Segment Open

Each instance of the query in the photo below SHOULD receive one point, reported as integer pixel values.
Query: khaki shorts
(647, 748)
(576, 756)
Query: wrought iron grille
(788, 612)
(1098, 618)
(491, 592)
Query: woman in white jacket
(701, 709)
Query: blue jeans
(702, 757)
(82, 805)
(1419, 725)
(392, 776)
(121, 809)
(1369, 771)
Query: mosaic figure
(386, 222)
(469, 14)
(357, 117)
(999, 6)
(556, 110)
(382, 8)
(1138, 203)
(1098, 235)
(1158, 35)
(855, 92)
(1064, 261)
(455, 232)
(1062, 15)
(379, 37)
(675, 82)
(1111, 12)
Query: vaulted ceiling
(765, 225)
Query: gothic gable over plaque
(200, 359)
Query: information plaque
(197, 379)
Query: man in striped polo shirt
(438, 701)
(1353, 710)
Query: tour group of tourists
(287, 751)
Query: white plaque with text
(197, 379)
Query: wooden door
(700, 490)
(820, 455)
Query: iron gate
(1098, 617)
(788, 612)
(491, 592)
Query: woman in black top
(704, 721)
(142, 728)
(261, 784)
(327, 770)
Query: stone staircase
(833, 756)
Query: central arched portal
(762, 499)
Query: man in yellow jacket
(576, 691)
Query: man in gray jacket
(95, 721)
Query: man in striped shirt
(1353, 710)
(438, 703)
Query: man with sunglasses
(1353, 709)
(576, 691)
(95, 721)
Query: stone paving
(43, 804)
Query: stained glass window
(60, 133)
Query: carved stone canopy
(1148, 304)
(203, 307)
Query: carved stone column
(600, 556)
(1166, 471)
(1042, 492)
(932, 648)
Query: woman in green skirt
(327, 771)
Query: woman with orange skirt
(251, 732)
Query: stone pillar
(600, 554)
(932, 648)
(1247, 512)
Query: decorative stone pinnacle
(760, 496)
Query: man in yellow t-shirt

Segment Closed

BRIEF = Could you output all of the records above exactly as given?

WORKED SOLUTION =
Each instance of the query in the photo below SHOULD receive one point, reported as integer pixel values.
Query: khaki shorts
(647, 748)
(576, 756)
Query: wrought iron grille
(788, 612)
(1098, 618)
(491, 592)
Query: woman in white jacket
(701, 709)
Query: blue jeans
(702, 757)
(82, 805)
(1419, 725)
(392, 776)
(121, 809)
(1369, 771)
Query: mosaic figure
(386, 222)
(469, 14)
(357, 117)
(999, 6)
(556, 110)
(382, 8)
(1138, 203)
(1098, 235)
(1158, 35)
(855, 92)
(1064, 261)
(455, 232)
(1062, 15)
(379, 37)
(675, 82)
(1111, 12)
Query: vaulted ceiling
(765, 225)
Query: gothic gable over plaque
(200, 359)
Query: information plaque
(197, 379)
Query: man in striped polo shirt
(438, 701)
(1353, 710)
Query: tour group of tourists
(287, 751)
Query: white plaque with text
(197, 379)
Query: wooden door
(700, 490)
(820, 455)
Query: iron gate
(1098, 617)
(788, 612)
(491, 592)
Query: woman in black top
(704, 721)
(142, 728)
(261, 784)
(327, 770)
Query: stone staircase
(833, 756)
Query: central arched portal
(762, 499)
Query: man in yellow jacket
(576, 691)
Query: man in gray jacket
(95, 721)
Query: man in striped shirt
(1353, 710)
(438, 703)
Query: man with sunglasses
(1353, 709)
(576, 691)
(95, 721)
Query: stone paving
(43, 804)
Query: stained glass window
(60, 133)
Query: carved stone canopy
(1148, 304)
(203, 307)
Query: carved stone column
(600, 556)
(1166, 471)
(1042, 492)
(932, 648)
Query: woman in green skirt
(327, 771)
Query: woman with orange skirt
(251, 732)
Query: stone pillar
(600, 554)
(932, 648)
(1247, 512)
Query: decorative stone pinnacle
(760, 496)
Query: man in yellow t-shirt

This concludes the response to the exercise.